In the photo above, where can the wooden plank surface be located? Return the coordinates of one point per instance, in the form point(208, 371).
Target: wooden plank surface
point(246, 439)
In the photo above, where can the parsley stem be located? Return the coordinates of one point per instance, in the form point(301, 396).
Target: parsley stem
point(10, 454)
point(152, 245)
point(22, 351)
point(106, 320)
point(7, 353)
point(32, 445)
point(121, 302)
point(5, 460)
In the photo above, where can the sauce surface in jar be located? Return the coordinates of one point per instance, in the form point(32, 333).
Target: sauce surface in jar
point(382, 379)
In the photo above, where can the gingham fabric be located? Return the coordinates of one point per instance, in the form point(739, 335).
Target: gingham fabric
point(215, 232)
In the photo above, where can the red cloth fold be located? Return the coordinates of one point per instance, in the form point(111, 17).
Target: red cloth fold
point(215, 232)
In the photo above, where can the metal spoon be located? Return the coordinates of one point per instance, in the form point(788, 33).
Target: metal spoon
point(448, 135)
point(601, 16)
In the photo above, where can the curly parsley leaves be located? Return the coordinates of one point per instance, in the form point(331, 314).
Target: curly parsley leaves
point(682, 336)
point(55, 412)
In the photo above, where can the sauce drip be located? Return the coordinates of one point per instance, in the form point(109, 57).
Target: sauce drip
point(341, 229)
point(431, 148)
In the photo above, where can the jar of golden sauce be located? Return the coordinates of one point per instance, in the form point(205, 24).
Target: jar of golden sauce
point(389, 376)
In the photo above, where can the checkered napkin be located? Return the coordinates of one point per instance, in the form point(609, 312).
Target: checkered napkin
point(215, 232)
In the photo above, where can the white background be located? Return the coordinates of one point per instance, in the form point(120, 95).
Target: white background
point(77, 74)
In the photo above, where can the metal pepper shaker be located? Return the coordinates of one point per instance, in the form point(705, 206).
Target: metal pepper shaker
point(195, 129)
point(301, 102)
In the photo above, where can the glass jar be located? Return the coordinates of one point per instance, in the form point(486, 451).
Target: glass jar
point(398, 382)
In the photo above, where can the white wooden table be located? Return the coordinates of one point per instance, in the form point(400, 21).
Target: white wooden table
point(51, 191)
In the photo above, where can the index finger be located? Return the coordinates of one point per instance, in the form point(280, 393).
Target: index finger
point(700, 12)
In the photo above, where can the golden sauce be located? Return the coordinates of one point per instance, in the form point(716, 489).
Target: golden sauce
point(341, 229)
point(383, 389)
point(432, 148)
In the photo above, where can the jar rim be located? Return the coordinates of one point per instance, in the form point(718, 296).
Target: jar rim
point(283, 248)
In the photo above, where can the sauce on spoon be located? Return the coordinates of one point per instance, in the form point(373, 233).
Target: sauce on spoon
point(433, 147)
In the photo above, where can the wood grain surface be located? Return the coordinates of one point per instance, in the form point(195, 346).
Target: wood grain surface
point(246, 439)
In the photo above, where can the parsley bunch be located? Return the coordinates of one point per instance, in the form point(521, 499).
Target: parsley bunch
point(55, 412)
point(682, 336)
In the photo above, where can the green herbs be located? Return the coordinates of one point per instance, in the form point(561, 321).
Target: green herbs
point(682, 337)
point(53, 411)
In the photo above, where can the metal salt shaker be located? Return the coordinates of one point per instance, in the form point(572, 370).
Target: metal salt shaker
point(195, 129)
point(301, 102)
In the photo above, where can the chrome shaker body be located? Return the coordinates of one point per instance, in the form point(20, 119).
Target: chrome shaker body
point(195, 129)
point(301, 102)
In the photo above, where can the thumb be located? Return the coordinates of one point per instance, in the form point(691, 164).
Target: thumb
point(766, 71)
---
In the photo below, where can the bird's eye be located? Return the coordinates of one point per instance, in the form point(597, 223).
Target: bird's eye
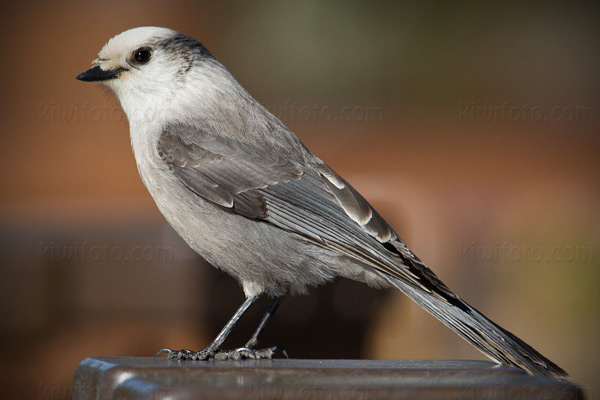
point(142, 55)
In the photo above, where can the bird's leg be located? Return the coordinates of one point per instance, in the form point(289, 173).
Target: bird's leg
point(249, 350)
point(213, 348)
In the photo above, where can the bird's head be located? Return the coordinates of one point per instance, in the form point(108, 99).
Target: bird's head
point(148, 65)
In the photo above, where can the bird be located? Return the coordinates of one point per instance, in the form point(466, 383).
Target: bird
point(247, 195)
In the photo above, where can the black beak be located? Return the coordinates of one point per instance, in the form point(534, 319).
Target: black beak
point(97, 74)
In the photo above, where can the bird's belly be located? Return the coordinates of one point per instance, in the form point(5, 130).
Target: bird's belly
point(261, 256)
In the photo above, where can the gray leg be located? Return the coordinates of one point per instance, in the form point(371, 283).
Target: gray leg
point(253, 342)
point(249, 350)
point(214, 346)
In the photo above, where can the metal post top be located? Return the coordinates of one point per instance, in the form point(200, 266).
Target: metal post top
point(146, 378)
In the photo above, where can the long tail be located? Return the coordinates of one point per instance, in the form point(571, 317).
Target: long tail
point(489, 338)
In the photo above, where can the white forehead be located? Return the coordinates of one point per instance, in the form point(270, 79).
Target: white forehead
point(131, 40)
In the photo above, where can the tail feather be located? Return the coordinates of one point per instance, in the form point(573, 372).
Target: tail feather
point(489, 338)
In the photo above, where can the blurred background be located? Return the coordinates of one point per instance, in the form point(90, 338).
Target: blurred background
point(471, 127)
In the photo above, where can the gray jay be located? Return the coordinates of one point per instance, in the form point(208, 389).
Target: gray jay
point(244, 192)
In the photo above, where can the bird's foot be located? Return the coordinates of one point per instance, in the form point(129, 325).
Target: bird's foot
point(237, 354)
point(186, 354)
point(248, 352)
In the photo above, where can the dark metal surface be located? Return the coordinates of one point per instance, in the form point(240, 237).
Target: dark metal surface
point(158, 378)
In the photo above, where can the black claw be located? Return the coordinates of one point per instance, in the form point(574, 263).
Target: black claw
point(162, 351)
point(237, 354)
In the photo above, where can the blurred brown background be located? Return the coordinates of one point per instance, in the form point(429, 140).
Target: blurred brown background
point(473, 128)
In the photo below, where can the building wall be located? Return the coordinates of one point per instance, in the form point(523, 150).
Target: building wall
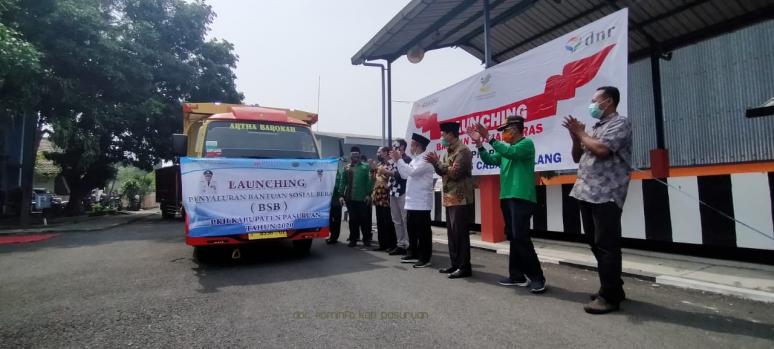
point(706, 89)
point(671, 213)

**WORK TO COMPLETE**
In the listing above, count every line that contains "below". Respond with the number alone.

**WRITTEN SOLUTION**
2